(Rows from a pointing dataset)

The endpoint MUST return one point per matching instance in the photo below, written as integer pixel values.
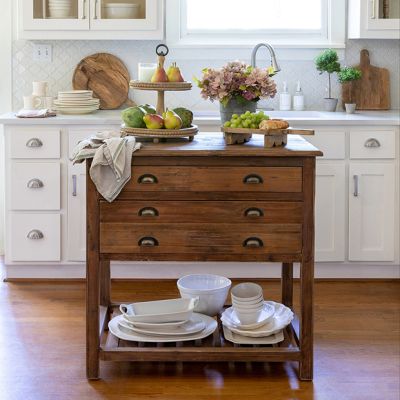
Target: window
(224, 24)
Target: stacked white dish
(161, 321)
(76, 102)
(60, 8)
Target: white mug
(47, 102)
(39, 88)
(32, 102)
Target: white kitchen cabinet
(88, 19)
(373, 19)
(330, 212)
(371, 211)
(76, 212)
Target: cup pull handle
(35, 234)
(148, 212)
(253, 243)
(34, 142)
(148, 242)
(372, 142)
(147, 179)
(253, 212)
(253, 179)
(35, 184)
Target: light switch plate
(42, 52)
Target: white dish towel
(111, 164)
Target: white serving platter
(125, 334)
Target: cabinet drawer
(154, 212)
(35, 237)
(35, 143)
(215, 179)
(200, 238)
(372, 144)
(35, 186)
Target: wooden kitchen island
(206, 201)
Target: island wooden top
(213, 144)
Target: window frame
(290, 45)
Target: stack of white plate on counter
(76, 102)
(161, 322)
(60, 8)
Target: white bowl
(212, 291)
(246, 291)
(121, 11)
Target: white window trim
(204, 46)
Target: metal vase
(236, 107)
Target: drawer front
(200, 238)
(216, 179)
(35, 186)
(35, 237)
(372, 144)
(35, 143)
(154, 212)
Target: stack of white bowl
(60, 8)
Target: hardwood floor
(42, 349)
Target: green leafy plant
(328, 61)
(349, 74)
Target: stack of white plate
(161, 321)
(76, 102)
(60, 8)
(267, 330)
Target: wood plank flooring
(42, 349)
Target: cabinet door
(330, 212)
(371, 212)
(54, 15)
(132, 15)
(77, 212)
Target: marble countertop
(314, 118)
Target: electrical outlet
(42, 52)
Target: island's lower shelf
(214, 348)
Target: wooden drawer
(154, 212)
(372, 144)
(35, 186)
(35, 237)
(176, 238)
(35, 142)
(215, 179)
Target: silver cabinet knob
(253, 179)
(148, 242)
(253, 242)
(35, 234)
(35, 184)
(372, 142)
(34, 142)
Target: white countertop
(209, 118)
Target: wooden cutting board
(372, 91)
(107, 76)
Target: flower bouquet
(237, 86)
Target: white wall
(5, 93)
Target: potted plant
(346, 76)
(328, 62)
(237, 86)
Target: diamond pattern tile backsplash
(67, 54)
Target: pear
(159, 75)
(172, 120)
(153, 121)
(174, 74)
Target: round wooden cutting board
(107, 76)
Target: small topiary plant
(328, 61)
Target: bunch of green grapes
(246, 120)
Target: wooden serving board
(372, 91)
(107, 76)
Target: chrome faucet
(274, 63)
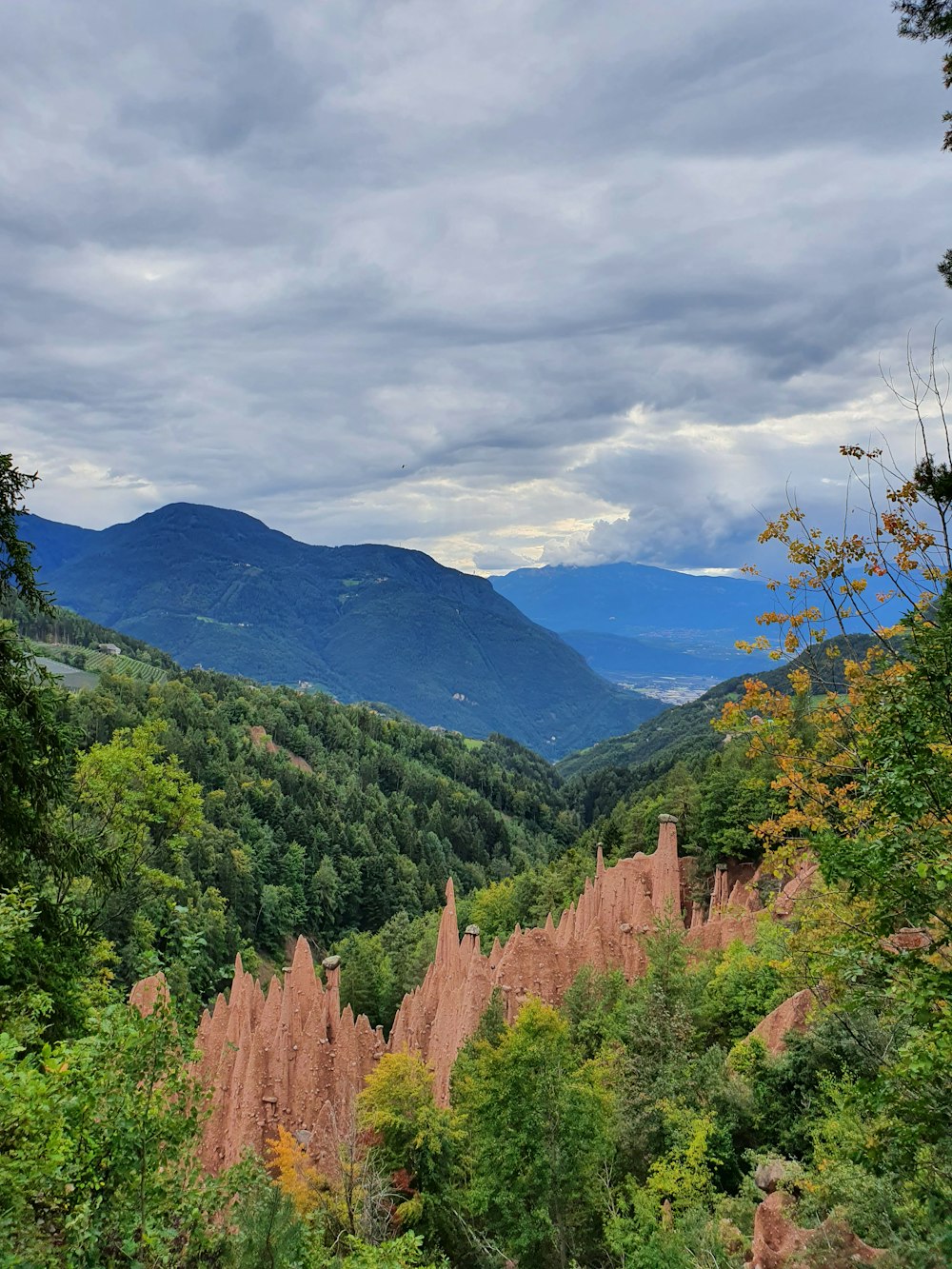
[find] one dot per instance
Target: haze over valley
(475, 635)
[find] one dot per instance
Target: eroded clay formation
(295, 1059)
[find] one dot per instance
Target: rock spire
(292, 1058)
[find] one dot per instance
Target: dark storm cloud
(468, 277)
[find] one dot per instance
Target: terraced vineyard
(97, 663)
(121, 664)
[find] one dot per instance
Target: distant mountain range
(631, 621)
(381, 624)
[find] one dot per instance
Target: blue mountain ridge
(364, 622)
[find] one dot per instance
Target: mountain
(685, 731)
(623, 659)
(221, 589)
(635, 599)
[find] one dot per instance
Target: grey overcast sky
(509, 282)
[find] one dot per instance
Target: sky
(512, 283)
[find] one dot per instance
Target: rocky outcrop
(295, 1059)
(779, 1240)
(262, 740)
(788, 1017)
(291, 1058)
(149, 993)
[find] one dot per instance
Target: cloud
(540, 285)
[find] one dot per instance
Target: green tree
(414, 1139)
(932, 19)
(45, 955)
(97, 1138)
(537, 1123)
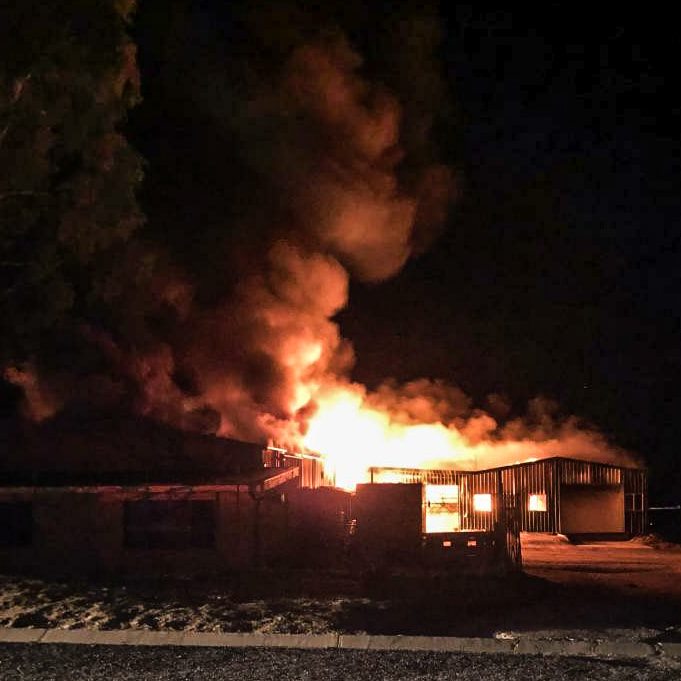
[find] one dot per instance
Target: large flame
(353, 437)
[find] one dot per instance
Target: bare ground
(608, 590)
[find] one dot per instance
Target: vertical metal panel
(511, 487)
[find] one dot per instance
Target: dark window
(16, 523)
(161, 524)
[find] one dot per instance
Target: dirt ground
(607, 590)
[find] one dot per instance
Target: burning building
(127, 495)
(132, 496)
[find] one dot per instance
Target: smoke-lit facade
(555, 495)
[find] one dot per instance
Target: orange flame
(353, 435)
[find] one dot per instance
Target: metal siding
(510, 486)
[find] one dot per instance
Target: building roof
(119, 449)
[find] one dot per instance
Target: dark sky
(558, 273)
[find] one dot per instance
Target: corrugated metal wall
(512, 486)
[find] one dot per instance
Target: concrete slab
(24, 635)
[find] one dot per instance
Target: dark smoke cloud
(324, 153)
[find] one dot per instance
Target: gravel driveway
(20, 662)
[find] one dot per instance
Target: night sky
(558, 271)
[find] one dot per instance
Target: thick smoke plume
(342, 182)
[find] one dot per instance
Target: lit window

What you will do
Repeat each entry exactly. Pictures do not belong in the copy.

Solution for this exercise
The endpoint MUST return one point per matching instance in the photo below, written as integer pixel values.
Target: window
(224, 24)
Target: stacked white dish
(161, 321)
(76, 102)
(60, 8)
Target: white mug
(47, 102)
(39, 88)
(32, 102)
Target: white kitchen cabinet
(88, 19)
(373, 19)
(330, 212)
(371, 211)
(76, 212)
Target: cup pull handle
(35, 234)
(148, 212)
(253, 243)
(34, 142)
(148, 242)
(372, 142)
(147, 179)
(253, 212)
(253, 179)
(35, 184)
Target: light switch plate
(42, 52)
Target: white dish towel
(111, 164)
Target: white serving platter
(125, 334)
Target: cabinet drawer
(154, 212)
(35, 237)
(35, 143)
(215, 179)
(200, 238)
(372, 144)
(35, 186)
Target: wooden kitchen island
(206, 201)
Target: island wooden top
(213, 144)
Target: window frame
(290, 45)
Target: stack of white plate on counter
(76, 102)
(161, 322)
(60, 8)
Target: white bowl
(212, 291)
(246, 291)
(121, 11)
Target: white window trim
(204, 46)
Target: metal vase
(236, 107)
Target: drawer front
(200, 238)
(216, 179)
(35, 186)
(35, 237)
(372, 144)
(35, 143)
(154, 212)
Target: stack of white bowl
(60, 8)
Target: hardwood floor
(42, 349)
Target: green leafy plant
(328, 61)
(349, 74)
Target: stack of white plate
(161, 321)
(76, 102)
(60, 8)
(267, 330)
Target: wood plank flooring
(42, 349)
Target: cabinet door
(330, 212)
(371, 212)
(54, 15)
(132, 15)
(77, 212)
Target: marble countertop
(314, 118)
Target: electrical outlet
(42, 52)
Target: island's lower shelf
(214, 348)
Target: wooden drawer
(154, 212)
(372, 144)
(35, 186)
(35, 237)
(176, 238)
(35, 142)
(215, 179)
Target: silver cabinet knob
(253, 179)
(148, 242)
(253, 242)
(35, 234)
(35, 184)
(372, 142)
(34, 142)
Target: white countertop
(209, 118)
Target: wooden cutting board
(372, 91)
(107, 76)
Target: flower bouquet
(237, 86)
Target: white wall
(5, 93)
Target: potted plant
(346, 76)
(328, 62)
(237, 86)
Target: diamond pattern tile backsplash
(67, 54)
Target: pear
(159, 75)
(172, 120)
(153, 121)
(174, 74)
Target: round wooden cutting board
(107, 76)
Target: small topiary plant
(328, 61)
Target: bunch of green grapes
(246, 120)
Target: wooden serving board
(372, 91)
(107, 76)
Target: chrome faucet
(274, 63)
[find] one dot per instance
Target: haze over valley
(475, 635)
[find] one dot per instance
Target: eroded clay formation
(295, 1059)
[find] one dot per instance
Target: rock spire
(292, 1058)
[find] one dot per instance
Target: dark storm cloud
(468, 277)
[find] one dot per instance
Target: terraced vineyard
(97, 663)
(121, 664)
[find] one dot per instance
Target: distant mountain range
(631, 621)
(381, 624)
[find] one dot per instance
Target: blue mountain ridge
(364, 622)
[find] one dot per instance
Target: mountain
(685, 731)
(623, 659)
(221, 589)
(635, 599)
[find] one dot per instance
Target: grey overcast sky
(509, 282)
[find] one dot per instance
Target: sky
(512, 283)
[find] one dot per instance
Target: rocky outcrop
(295, 1059)
(779, 1240)
(262, 740)
(788, 1017)
(291, 1058)
(149, 993)
[find] one dot per instance
Target: cloud
(540, 285)
[find] one dot per instance
Target: green tree
(414, 1139)
(932, 19)
(45, 955)
(97, 1138)
(537, 1123)
[find] one dot per instance
Target: large flame
(353, 437)
[find] one dot per instance
Target: bare ground
(608, 590)
[find] one dot per instance
Target: vertical metal panel
(511, 487)
[find] one dot per instance
Target: dark window
(16, 523)
(161, 524)
[find] one dot per instance
Target: dirt ground
(607, 590)
[find] one dot per instance
Target: burning building
(127, 495)
(132, 496)
[find] one dot per instance
Target: smoke-lit facade
(555, 495)
[find] one dot per instance
Target: orange flame
(353, 435)
[find] one dot per instance
Target: metal siding
(510, 486)
[find] one dot per instance
Target: building roof
(119, 449)
[find] one dot per instance
Target: dark sky
(558, 273)
[find] one dot per instance
Target: corrugated metal wall
(512, 486)
[find] one dot per instance
Target: concrete slab
(24, 635)
[find] one dot per instance
Target: dark smoke cloud
(324, 153)
[find] one dot per instance
Target: gravel driveway
(20, 662)
[find] one dot per instance
Target: night sky
(558, 271)
[find] one dot per instance
Target: thick smoke plume
(342, 182)
[find] one dot per instance
Target: lit window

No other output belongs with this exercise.